━━ Brano di lettura ━━

Monday, September 05, 2005

New Orleans/3

NEW ORLEANS

settimanale Visto, 5 settembre 2005

Warren Reckser, 60 anni, non vuole andarsene. La sua casa è allagata, cinque barche sono già passate per portarlo via. Ma lui, testardo portiere d’albergo, non intende abbandonare i suoi quattro cani: «Ho abbastanza cibo e acqua, datemi solo un po’ di pile nuove per la tv portatile. Questa è casa mia, ci rimarrò fino a quando potrò pulirla. Devo portar fuori i tappeti, sono bagnati...»

New Orleans, la settimana dopo l’uragano Katrina. Fa un caldo insopportabile, per la temperatura di 35 gradi ma soprattutto per l’umidità. I poveri, tutti di colore, che abitano il centro della città inondato, si difendevano con le pale che giravano sotto il soffitto, più che con i condizionatori. Ma ora l’elettricità non c’è più, non tornerà per settimane. Nelle zone asciutte le famiglie per stare al fresco si rifugiano nelle loro auto parcheggiate, accendono il motore e si godono l’aria condizionata. I primi giorni non si trovava la benzina, ora il problema è risolto. Ma al signor Dreckser non importa essere privo di auto, di elettricità e di fresco. Lui vuole solo starsene nella propria casa, e da quando i cellulari hanno ripreso a funzionare è tranquillo: ha parlato con sua moglie, lei sta bene, lui pure.

━━━
━━ Estratto dati ━━

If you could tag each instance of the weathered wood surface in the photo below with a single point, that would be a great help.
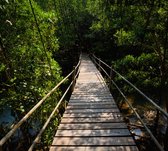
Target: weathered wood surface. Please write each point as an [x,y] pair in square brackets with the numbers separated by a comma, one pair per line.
[92,120]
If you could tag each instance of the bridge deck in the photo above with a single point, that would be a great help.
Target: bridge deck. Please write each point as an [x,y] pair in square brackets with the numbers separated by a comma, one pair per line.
[92,120]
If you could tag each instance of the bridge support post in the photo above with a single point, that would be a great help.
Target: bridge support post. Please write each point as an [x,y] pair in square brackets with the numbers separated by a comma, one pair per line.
[111,77]
[99,65]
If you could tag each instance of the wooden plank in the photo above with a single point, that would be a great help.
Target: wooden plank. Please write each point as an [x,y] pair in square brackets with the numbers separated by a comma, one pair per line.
[93,126]
[93,141]
[93,148]
[92,110]
[94,115]
[91,120]
[106,132]
[93,96]
[91,103]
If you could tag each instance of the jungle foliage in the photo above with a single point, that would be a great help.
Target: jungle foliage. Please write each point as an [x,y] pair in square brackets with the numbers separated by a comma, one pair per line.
[41,39]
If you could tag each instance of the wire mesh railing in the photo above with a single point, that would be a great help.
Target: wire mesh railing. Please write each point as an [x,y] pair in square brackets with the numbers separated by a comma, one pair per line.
[74,74]
[109,75]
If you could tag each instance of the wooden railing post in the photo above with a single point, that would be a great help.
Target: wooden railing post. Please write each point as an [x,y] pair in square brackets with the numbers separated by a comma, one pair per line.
[99,68]
[111,77]
[1,148]
[73,78]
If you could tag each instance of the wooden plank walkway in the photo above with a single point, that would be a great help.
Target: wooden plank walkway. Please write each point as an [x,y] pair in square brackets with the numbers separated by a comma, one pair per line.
[92,120]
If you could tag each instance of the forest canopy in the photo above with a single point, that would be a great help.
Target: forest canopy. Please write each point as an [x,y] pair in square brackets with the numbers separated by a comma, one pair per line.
[40,41]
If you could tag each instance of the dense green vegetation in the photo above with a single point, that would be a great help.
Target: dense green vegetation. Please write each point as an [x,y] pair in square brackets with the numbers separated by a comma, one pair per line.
[40,41]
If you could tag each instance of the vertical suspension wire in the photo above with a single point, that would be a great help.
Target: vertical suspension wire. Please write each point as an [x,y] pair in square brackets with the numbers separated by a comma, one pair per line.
[41,38]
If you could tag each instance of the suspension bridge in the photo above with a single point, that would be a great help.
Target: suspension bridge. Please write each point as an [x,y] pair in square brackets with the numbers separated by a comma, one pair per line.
[91,121]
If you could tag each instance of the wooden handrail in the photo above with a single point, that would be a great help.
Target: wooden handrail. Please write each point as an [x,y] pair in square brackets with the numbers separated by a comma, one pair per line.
[139,91]
[16,126]
[136,113]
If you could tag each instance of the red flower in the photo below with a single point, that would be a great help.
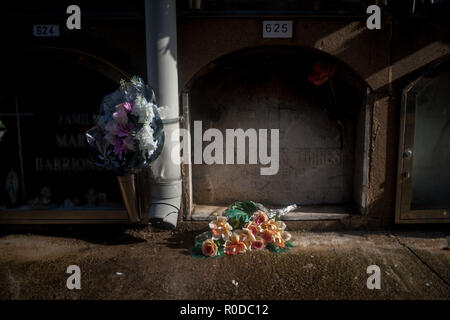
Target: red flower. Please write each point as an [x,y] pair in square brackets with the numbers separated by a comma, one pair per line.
[321,73]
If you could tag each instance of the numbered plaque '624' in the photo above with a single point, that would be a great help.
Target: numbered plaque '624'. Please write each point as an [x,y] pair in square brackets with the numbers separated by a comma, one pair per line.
[46,30]
[277,29]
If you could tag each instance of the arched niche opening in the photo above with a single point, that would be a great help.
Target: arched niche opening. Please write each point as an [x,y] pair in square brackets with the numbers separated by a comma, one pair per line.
[49,98]
[323,131]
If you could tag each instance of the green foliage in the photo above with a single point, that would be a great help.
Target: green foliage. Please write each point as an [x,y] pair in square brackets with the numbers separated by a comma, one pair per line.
[237,218]
[240,213]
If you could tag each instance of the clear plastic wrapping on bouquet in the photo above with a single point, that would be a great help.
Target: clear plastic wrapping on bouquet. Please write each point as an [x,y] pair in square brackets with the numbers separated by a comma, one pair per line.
[129,133]
[271,213]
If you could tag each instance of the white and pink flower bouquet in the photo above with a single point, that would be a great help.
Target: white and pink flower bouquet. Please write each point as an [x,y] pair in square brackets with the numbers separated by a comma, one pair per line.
[244,226]
[129,132]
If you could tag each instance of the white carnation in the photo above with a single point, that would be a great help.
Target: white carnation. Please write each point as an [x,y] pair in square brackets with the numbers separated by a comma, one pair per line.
[143,110]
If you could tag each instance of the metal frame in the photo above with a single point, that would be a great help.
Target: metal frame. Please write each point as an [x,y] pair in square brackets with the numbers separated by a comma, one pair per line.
[403,211]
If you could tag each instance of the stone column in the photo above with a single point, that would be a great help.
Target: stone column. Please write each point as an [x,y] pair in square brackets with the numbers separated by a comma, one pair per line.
[162,74]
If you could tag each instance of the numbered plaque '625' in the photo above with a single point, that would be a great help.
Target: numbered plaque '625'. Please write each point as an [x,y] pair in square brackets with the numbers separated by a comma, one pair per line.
[277,29]
[46,30]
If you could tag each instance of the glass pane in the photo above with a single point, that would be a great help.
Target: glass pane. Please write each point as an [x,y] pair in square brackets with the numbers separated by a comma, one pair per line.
[431,154]
[48,164]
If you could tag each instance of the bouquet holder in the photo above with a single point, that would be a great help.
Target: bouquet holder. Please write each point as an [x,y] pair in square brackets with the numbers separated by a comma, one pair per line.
[128,190]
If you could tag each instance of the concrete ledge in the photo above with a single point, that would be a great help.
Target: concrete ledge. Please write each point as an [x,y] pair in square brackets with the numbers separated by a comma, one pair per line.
[307,213]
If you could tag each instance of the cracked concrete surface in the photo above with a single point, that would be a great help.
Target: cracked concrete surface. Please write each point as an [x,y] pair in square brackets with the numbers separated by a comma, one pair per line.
[152,264]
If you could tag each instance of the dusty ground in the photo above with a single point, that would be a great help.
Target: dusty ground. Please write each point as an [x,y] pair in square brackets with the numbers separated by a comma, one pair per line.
[151,264]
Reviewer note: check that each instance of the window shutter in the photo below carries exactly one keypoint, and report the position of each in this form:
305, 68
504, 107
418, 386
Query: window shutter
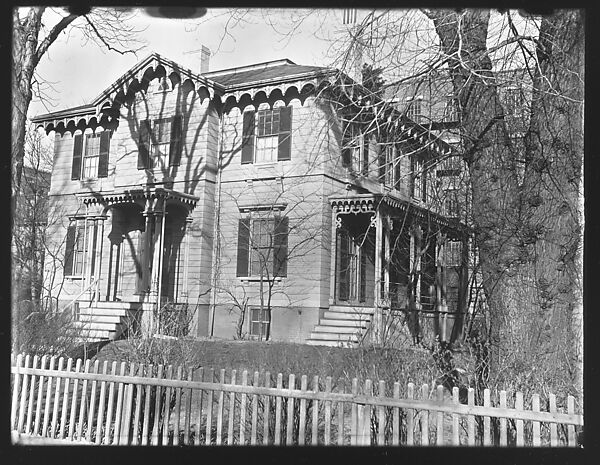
397, 171
70, 244
365, 148
144, 161
280, 242
77, 150
176, 141
243, 247
248, 137
285, 134
104, 150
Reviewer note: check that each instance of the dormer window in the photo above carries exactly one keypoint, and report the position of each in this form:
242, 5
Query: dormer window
90, 155
267, 135
164, 85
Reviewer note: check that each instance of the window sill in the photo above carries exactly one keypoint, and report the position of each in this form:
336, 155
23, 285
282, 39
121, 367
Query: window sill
256, 279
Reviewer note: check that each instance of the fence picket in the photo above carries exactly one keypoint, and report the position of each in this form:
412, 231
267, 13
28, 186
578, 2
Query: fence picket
535, 406
302, 425
209, 402
410, 417
149, 370
290, 412
28, 424
266, 411
119, 409
278, 402
354, 415
471, 418
425, 417
439, 428
15, 397
374, 419
570, 428
519, 423
314, 435
177, 408
55, 410
23, 396
167, 408
455, 424
74, 401
243, 410
553, 426
503, 432
24, 392
396, 417
157, 408
487, 441
188, 409
199, 416
231, 414
381, 416
327, 438
92, 405
110, 406
253, 430
38, 405
220, 409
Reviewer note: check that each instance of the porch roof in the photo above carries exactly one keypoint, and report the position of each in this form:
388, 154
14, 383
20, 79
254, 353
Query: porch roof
131, 195
395, 206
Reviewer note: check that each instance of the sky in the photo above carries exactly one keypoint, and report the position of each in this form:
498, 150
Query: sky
76, 72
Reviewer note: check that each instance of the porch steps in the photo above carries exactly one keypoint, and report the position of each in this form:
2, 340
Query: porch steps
341, 326
104, 320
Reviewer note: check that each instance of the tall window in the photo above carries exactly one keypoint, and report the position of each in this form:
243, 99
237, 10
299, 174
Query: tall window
414, 110
419, 179
79, 239
259, 323
160, 142
262, 246
355, 150
90, 155
452, 253
266, 135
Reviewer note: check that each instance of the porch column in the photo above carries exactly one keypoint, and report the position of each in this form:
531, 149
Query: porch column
378, 314
333, 255
157, 254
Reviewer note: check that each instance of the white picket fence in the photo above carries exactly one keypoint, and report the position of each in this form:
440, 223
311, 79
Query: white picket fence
158, 405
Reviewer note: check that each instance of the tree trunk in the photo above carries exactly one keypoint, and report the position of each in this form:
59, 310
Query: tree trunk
487, 152
553, 190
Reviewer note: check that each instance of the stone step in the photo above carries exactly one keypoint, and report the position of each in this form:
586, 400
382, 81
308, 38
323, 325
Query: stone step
334, 337
97, 325
312, 342
354, 323
336, 329
346, 316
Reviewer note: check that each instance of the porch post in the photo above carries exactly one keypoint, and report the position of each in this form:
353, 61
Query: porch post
378, 314
333, 255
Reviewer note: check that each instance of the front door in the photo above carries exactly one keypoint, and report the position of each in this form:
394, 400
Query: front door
351, 269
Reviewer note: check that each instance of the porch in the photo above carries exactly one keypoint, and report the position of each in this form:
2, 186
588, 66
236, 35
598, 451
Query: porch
132, 249
397, 270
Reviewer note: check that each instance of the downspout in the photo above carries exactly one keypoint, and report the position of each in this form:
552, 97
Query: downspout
216, 236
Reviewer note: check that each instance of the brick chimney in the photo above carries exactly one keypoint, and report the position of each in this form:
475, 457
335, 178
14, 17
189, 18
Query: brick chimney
198, 60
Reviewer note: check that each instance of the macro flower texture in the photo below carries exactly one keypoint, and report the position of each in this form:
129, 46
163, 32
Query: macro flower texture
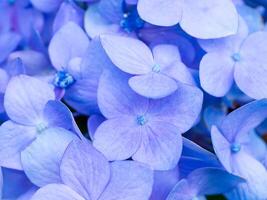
133, 99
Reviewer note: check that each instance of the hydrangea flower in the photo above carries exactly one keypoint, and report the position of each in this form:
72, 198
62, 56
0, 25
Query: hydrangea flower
147, 130
203, 19
204, 181
156, 74
236, 58
231, 143
87, 175
29, 105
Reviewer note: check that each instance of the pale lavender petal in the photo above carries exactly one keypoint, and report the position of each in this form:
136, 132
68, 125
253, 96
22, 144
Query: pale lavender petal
216, 73
244, 119
161, 13
119, 138
207, 19
115, 97
166, 54
34, 62
69, 42
129, 180
230, 43
153, 85
41, 159
68, 12
14, 138
57, 114
46, 5
95, 24
130, 55
208, 181
253, 171
85, 169
4, 78
178, 71
161, 146
111, 10
25, 99
174, 109
56, 192
164, 181
251, 71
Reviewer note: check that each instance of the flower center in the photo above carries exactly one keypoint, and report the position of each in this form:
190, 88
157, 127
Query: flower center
235, 147
131, 21
63, 79
236, 57
141, 120
40, 127
156, 68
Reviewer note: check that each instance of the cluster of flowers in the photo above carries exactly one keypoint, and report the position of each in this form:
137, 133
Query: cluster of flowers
173, 92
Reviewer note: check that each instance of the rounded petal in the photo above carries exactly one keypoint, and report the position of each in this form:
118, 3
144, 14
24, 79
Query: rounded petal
41, 159
153, 85
166, 54
161, 13
161, 146
84, 169
14, 139
251, 71
95, 24
68, 12
25, 99
244, 119
130, 55
129, 181
57, 114
208, 181
46, 5
56, 192
230, 43
69, 42
115, 98
216, 73
118, 139
208, 19
174, 109
178, 71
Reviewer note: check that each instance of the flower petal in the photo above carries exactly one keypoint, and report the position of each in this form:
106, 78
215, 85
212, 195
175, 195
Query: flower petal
119, 138
129, 180
56, 192
84, 169
174, 109
153, 85
207, 19
130, 55
14, 139
116, 98
161, 13
251, 71
25, 99
69, 42
41, 160
161, 146
216, 73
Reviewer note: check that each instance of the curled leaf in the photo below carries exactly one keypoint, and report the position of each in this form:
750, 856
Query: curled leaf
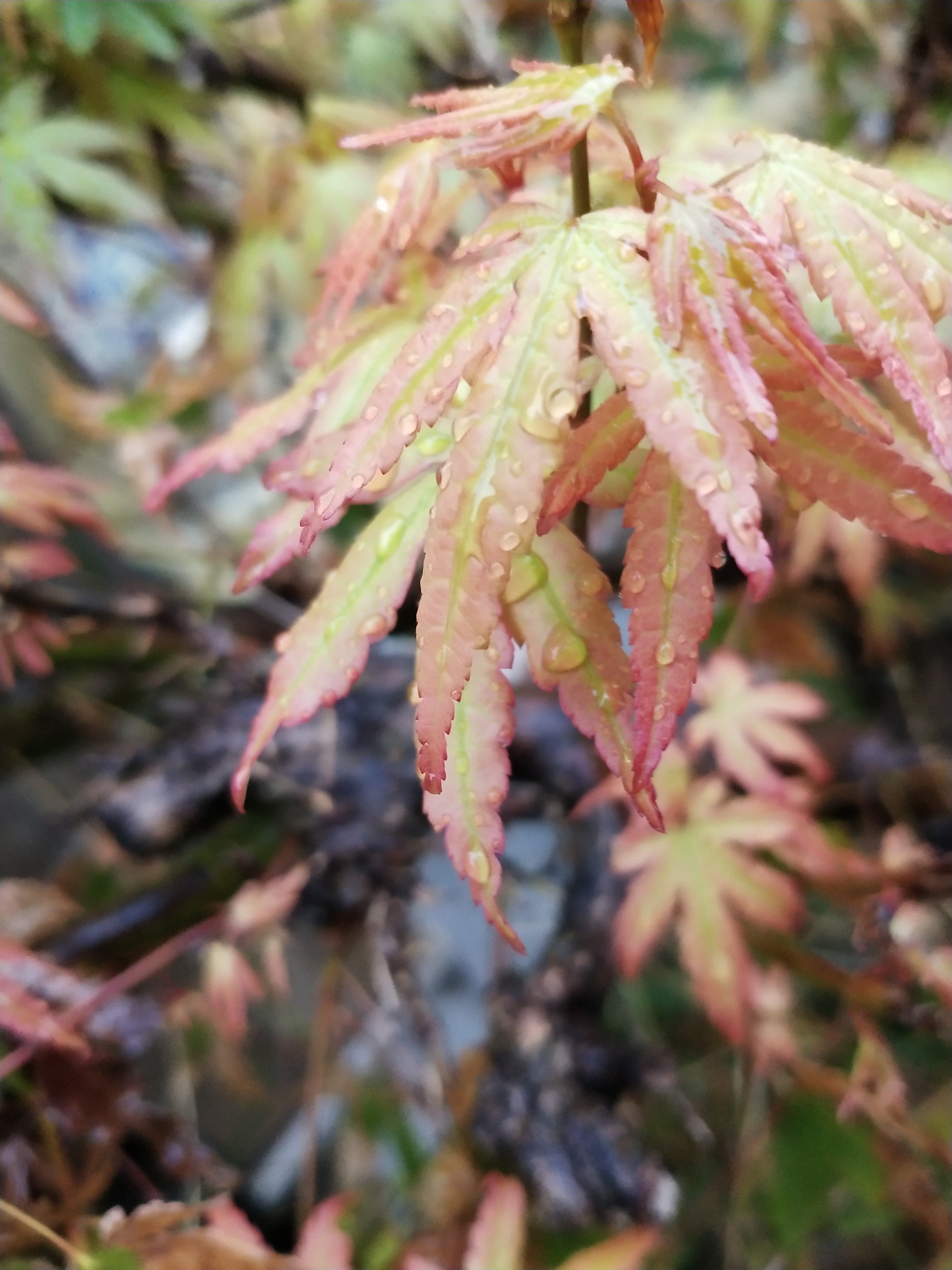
478, 777
547, 107
702, 874
748, 724
558, 605
498, 1235
322, 1242
327, 648
599, 445
668, 588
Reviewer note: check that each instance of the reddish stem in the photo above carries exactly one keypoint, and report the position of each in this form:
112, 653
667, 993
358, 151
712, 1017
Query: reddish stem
128, 978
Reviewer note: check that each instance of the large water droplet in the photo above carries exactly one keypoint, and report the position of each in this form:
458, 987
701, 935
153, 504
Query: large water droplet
560, 403
540, 426
564, 651
909, 505
932, 292
664, 653
526, 576
388, 537
478, 866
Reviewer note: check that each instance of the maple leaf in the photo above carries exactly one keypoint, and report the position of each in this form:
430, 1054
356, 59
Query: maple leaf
748, 723
276, 541
397, 217
478, 777
702, 874
55, 156
771, 1007
668, 588
857, 477
468, 319
875, 246
35, 561
25, 639
679, 392
548, 107
498, 1233
229, 983
623, 1251
558, 606
322, 1241
328, 394
594, 449
324, 652
31, 1019
711, 260
263, 903
876, 1087
41, 500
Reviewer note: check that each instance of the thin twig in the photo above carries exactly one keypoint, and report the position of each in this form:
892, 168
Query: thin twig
315, 1081
568, 18
128, 978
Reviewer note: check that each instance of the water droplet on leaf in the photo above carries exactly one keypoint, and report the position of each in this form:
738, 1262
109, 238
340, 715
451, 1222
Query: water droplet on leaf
664, 653
708, 443
592, 585
478, 867
909, 505
564, 651
375, 625
527, 575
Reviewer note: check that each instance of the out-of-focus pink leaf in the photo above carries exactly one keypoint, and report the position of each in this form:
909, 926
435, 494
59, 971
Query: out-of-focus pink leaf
625, 1251
263, 903
498, 1233
748, 724
322, 1244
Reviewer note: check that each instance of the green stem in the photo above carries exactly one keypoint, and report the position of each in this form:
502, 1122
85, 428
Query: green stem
568, 18
67, 1250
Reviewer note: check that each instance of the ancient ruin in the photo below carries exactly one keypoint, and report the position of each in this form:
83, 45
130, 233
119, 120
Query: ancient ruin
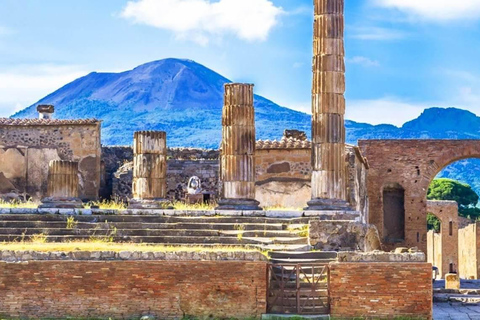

━━━

- _Compiti da svolgere_
(a) Traduci in inglese questa frase del brano su New Orleans: «Fa un caldo insopportabile, per la temperatura di 35 gradi ma soprattutto per l'umidità.»
(b) Nel brano su New Orleans, dove si rifugiano le famiglie delle zone asciutte per stare al fresco?
Per rispondere ci si basa esclusivamente sul brano.

- _Elenco risposte_
(a) It is unbearably hot, because of the 35-degree temperature but above all because of the humidity.

(b) Si rifugiano nelle loro auto parcheggiate, dove accendono il motore e si godono l'aria condizionata.